> Excerpted passage:
________________

Word Ladder is Apple's BFS-on-a-virtual-graph hard. The trick is generating neighbors implicitly — for each word, try replacing each letter with each of 26 alternatives. BFS guarantees the shortest path. Bidirectional BFS is the optimization for the 'now make it faster' follow-up.

By Alex Chen, Founder, InterviewChamp.AI · Last verified

Source citations

Public interview reports confirming this problem appears in Apple loops.

  • Glassdoor (2026-Q1)Apple SWE onsite reports list Word Ladder as a recurring 45-minute graph BFS hard.
  • Blind (2025-12)Apple ICT4/ICT5 reports cite Word Ladder with the bidirectional-BFS follow-up.

Problem

A transformation sequence from word beginWord to word endWord using a dictionary wordList is a sequence of words beginWord -> s_1 -> s_2 -> ... -> s_k such that every adjacent pair of words differs by a single letter, every s_i for 1 <= i <= k is in wordList. Note that beginWord does not need to be in wordList. Also, s_k == endWord. Given two words, beginWord and endWord, and a dictionary wordList, return the number of words in the shortest transformation sequence from beginWord to endWord, or 0 if no such sequence exists.

Constraints

  • 1 <= beginWord.length <= 10
  • endWord.length == beginWord.length
  • 1 <= wordList.length <= 5000
  • wordList[i].length == beginWord.length
  • beginWord, endWord, and wordList[i] consist of lowercase English letters.
  • beginWord != endWord
  • All the words in wordList are unique.

Examples

Example 1

Input
beginWord = "hit", endWord = "cog", wordList = ["hot","dot","dog","lot","log","cog"]
Output
5

Explanation: One shortest transformation sequence is 'hit' -> 'hot' -> 'dot' -> 'dog' -> 'cog', which is 5 words long.

Example 2

Input
beginWord = "hit", endWord = "cog", wordList = ["hot","dot","dog","lot","log"]
Output
0

Explanation: The endWord 'cog' is not in wordList, therefore there is no valid transformation sequence.

________________

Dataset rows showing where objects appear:
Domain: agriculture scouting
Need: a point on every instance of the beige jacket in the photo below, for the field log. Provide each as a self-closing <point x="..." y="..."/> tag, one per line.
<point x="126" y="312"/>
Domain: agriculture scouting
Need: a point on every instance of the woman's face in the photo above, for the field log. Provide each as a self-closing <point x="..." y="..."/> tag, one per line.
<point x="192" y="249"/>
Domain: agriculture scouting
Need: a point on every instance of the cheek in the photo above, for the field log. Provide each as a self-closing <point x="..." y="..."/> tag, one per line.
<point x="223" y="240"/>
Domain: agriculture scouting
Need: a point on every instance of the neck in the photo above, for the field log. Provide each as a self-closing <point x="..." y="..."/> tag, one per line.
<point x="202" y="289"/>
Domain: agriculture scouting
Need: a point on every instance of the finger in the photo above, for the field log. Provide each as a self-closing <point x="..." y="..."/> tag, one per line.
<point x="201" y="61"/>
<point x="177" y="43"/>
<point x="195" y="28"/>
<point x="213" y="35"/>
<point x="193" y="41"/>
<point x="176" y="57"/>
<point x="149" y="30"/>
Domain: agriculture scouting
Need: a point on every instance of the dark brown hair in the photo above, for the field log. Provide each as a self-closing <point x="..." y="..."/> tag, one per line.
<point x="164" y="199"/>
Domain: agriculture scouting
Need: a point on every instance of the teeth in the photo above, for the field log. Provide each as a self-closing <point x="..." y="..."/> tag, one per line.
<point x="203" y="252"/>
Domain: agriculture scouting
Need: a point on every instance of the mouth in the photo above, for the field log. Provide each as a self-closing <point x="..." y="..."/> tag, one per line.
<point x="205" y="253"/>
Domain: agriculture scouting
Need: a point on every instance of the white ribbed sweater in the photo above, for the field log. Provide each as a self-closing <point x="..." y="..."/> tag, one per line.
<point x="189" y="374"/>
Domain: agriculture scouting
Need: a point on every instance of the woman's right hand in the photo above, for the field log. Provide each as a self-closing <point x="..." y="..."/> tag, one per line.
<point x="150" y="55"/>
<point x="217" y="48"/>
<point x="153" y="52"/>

________________

> List of tasks:
1. What does the Word Ladder page name as the optimization for the "now make it faster" follow-up?
2. Reproduce the part of the Word Ladder page that opens with the words containing "Word Ladder is" and closes with "in Apple loops.".
3. Carry on the Word Ladder page from where it stops.
These lines are separate from the Word Ladder page.

> Answers:
1. Bidirectional BFS.

2.
Word Ladder is Apple's BFS-on-a-virtual-graph hard. The trick is generating neighbors implicitly — for each word, try replacing each letter with each of 26 alternatives. BFS guarantees the shortest path. Bidirectional BFS is the optimization for the 'now make it faster' follow-up.

By Alex Chen, Founder, InterviewChamp.AI · Last verified

Source citations

Public interview reports confirming this problem appears in Apple loops.

3.
Approaches

1. BFS with implicit neighbors (optimal-ish)

Put wordList in a set. BFS from beginWord. At each step, generate every single-letter mutation of the current word and check membership.

Time
O(L^2 * N * 26) where L is word length, N is wordList size
Space
O(N)
function ladderLength(beginWord, endWord, wordList) {
  const set = new Set(wordList);
  if (!set.has(endWord)) return 0;
  let queue = new Set([beginWord]);
  let steps = 1;
  const A = 'a'.charCodeAt(0);
  while (queue.size) {
    const next = new Set();
    for (const word of queue) {
      if (word === endWord) return steps;
      const chars = word.split('');
      for (let i = 0; i < chars.length; i++) {
        const orig = chars[i];
        for (let c = 0; c < 26; c++) {
          chars[i] = String.fromCharCode(A + c);
          const candidate = chars.join('');
          if (set.has(candidate)) {
            next.add(candidate);
            set.delete(candidate);
          }
        }
        chars[i] = orig;
      }
    }
    queue = next;
    steps++;
  }
  return 0;
}

Tradeoff: Implicit graph saves the O(N^2) edge construction. For each visited word we do L * 26 mutations, each an O(L) set lookup. The set.delete prevents revisiting.

2. Bidirectional BFS (optimal for tight constraints)

BFS from both beginWord and endWord; expand the smaller frontier each step. When the frontiers intersect, sum their depths.

Time
Roughly sqrt of the unidirectional BFS work
Space
O(N)
function ladderLength(beginWord, endWord, wordList) {
  const set = new Set(wordList);
  if (!set.has(endWord)) return 0;
  let front = new Set([beginWord]);
  let back = new Set([endWord]);
  let steps = 1;
  const A = 'a'.charCodeAt(0);
  while (front.size && back.size) {
    if (front.size > back.size) [front, back] = [back, front];
    const next = new Set();
    for (const word of front) {
      const chars = word.split('');
      for (let i = 0; i < chars.length; i++) {
        const orig = chars[i];
        for (let c = 0; c < 26; c++) {
          chars[i] = String.fromCharCode(A + c);
          const candidate = chars.join('');
          if (back.has(candidate)) return steps + 1;
          if (set.has(candidate)) {
            next.add(candidate);
            set.delete(candidate);
          }
        }
        chars[i] = orig;
      }
    }
    front = next;
    steps++;
  }
  return 0;
}

Tradeoff: Roughly square root of the unidirectional work because both frontiers grow much slower than one to the full distance. Apple's preferred answer when the dictionary is large.

Apple-specific tips

Apple loves Word Ladder because it tests whether you can model a problem as BFS on a graph WITHOUT building the graph. Say: 'I'll model each word as a node; the edge to a neighbor is a single-letter substitution. I won't build the graph explicitly — for each frontier word I'll generate the 26L candidate neighbors and check the dict for membership.' That's the entire interview.

Common mistakes

  • Building the full adjacency list — O(N^2 * L) and times out for N=5000.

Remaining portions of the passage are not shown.